● **Parts of the exercise**:
A - List every person mentioned by name in the book review below.
B - Extend the book review about prisoners of the Japanese past its final sentence.

----- Document segment

Allied prisoners in Cabantuan barracks in the Philippines |
Best of British whose nightmare is forgotten
Defeats are more interesting than victories, and none more so than the Allied collapse in the Far East, writes Martin Bell
PRISONERS OF THE JAPANESE
by Gavan Daws
Simon and Schuster, £18.99 order this book
AS a people, we tend to celebrate our victories and ignore our defeats, or (as with Dunkirk) romanticise them as something else. Historians do they same.
There are shelves full of biographies of Nelson and Wellington, and accounts of Trafalgar and Waterloo.
This is a pity. It upsets the balance of our understanding of history. Defeats are interesting, debacles even more so: and we have so much more to learn from them. I have always found failure more interesting than success.
It is a pleasure, therefore, to welcome Prisoners of the Japanese by Gavan Daws, a wide-ranging account of the consequences of the allied collapse in the Far East from 1941 to 1942, and of the experiences of some of the 320,000 prisoners, civilian and military, who fell into Japanese hands.
The victims of execution, brutality, starvation and disease, more than a quarter of them did not survive to be liberated in 1945. Those who did survive were saved by the atom bomb.
In Singapore a larger force surrendered to a smaller one in February 1942. The so-called fortress lacked proper landward defences. A series of allied blunders ceded control of the seas and the skies to the Japanese.
The 18th British Division had only just arrived. The Australian 27th Brigade collapsed before the Japanese onslaught. Their general ignominiously escaped by boat.
And so there occurred what Churchill described as the “the worst disaster and largest capitulation in British history. Our soldiers,” he lamented, “are not as good fighters as their fathers were.”
The story told by Gavan Daws is from a distinctly non-British perspective. He is excellent on the divisions among the allies and their mutual disrespect: “The Dutch pointed the finger at the British as the ones who rolled over first and most disgracefully, in the Malaya campaign.”
Daws himself points the finger at the British officer class, as indeed did many of the British other ranks, and still do to this day. His heroes are Australians and Americans, especially the men of the 131st Field Artillery of the Texas National Guard, taken prisoner on Java in March 1942 and held (like all of them) in the most appalling conditions for three-and-a half years.
For the Japanese themselves it was dishonourable, indeed unthinkable, to be taken prisoner, which is why so few of them were.
That was one reason for their treatment of prisoners as a sub-human species. Whether the prisoners lived or died was seen a matter of no importance, except for their utility as slave labour.

----------
----- Information shown

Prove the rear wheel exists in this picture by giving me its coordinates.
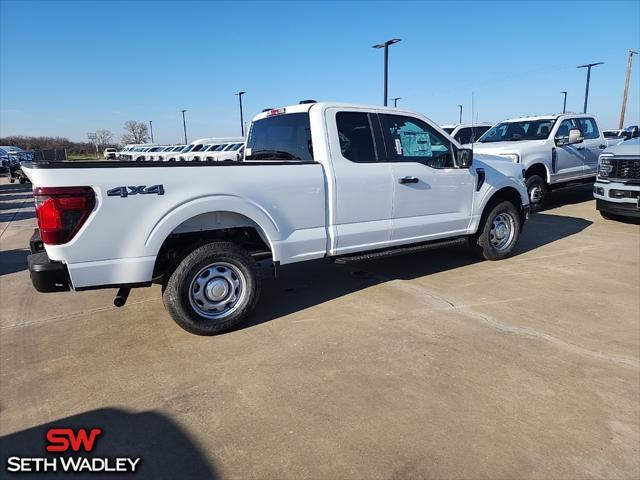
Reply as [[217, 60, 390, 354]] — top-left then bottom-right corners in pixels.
[[162, 242, 260, 335], [526, 175, 548, 212], [471, 201, 521, 260]]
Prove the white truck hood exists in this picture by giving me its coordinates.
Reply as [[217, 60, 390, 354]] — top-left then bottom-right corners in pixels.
[[469, 140, 546, 157]]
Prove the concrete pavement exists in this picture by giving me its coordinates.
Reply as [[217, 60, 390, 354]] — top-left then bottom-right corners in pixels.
[[0, 179, 640, 479]]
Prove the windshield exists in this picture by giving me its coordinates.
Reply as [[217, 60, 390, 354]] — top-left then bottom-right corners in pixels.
[[478, 118, 556, 143], [245, 112, 313, 161]]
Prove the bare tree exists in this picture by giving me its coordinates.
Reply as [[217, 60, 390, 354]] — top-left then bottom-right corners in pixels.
[[96, 128, 113, 146], [122, 120, 149, 145]]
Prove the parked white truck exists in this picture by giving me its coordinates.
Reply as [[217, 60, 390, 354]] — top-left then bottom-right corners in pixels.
[[593, 138, 640, 220], [473, 114, 607, 211], [25, 103, 529, 335]]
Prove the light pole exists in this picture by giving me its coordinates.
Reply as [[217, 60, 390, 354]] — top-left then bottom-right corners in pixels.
[[234, 92, 247, 137], [576, 62, 604, 113], [618, 49, 638, 130], [181, 110, 189, 145], [373, 38, 400, 107]]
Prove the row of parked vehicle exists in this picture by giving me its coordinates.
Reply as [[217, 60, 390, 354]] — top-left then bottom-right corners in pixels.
[[104, 137, 244, 162]]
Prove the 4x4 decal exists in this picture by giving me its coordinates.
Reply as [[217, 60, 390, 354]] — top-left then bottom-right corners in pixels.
[[107, 185, 164, 198]]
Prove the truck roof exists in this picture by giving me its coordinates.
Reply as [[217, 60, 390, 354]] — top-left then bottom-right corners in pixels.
[[253, 102, 450, 125], [500, 112, 594, 123]]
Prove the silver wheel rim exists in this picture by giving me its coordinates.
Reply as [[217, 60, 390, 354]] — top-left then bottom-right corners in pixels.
[[529, 185, 543, 203], [189, 262, 247, 320], [489, 213, 516, 251]]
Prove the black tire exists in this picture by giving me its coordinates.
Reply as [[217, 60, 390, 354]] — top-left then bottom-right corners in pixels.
[[162, 242, 260, 335], [470, 201, 522, 260], [526, 175, 549, 212]]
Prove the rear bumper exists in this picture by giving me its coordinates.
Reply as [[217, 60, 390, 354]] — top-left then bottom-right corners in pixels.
[[27, 229, 71, 293], [596, 198, 640, 218]]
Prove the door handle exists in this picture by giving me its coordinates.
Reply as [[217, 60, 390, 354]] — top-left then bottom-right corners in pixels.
[[398, 177, 420, 183]]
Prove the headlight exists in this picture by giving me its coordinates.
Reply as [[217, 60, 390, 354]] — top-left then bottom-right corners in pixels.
[[500, 153, 520, 163], [598, 155, 613, 178]]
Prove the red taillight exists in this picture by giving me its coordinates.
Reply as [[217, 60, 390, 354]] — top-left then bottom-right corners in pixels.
[[33, 187, 96, 245]]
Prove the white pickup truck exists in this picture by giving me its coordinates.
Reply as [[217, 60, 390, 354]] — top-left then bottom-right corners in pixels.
[[25, 103, 529, 335], [473, 114, 607, 211]]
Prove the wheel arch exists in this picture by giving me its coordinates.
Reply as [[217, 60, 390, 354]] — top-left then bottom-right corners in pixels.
[[145, 196, 279, 260], [524, 162, 551, 184]]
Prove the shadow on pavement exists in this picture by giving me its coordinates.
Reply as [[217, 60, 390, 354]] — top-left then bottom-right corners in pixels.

----------

● **List of answers**:
A - Martin Bell, Gavan Daws, Nelson, Wellington, Churchill

B -
And across the whole of the Far East theatre, it was a war without rules. “The Japanese massacred when they were winning, and when they were threatened they massacred too.”
A useful companion to Prisoners of the Japanese, and in my view a corrective to its ingrained anti-Britishness, is Singapore Burning, by Colin Smith, formerly of the London Observer.
He provides a balanced, lucid account of the series of blunders and misfortunes that allowed the bicycle brigades of the Japanese to take Malaya by storm and roll into Singapore through its unguarded back door.
One reason for the debacle was an ingrained racism, what Daws calls “a disastrous white man’s miscalculation about the Japanese, a world-class mistake”.
They were regarded as inferior soldiers with inferior equipment, men smaller than their rifles, unable even to see very clearly, still less to fight in the dark. Yet in six months they had carried all before them from Malaya to the Marshall Islands.
In the words of Lt Gen Arthur Percival, who commanded the fallen garrison of Singapore, “Not all men are heroes, though the readers of military histories who have no practical experience may get that opinion.”
Now is the time for the story to be fully and properly told, while the last of the old soldiers are still alive.
I know many of them, in my capacity as President of the Japanese Labour Camp Survivors Association.
The youngest of them now is 82. They are really the best of British. They were not responsible for their commanders’ mistakes, although they suffered the consequences of them, and of their captors’ brutality, for three and a half dreadful years.
There has still been no formal apology from the Japanese government; and there was no show of appreciation from the British government, until the Prime Minister distinguished himself by agreeing, in November 2000, to a measure of compensation for the survivors.
All we can do, who live such easy and less remarkable lives, is to try to understand what they endured, and to salute their courage and indomitable spirit.
And in this respect I would like to thank the Camden New Journal for its consistent support in the cause of this band of heroes.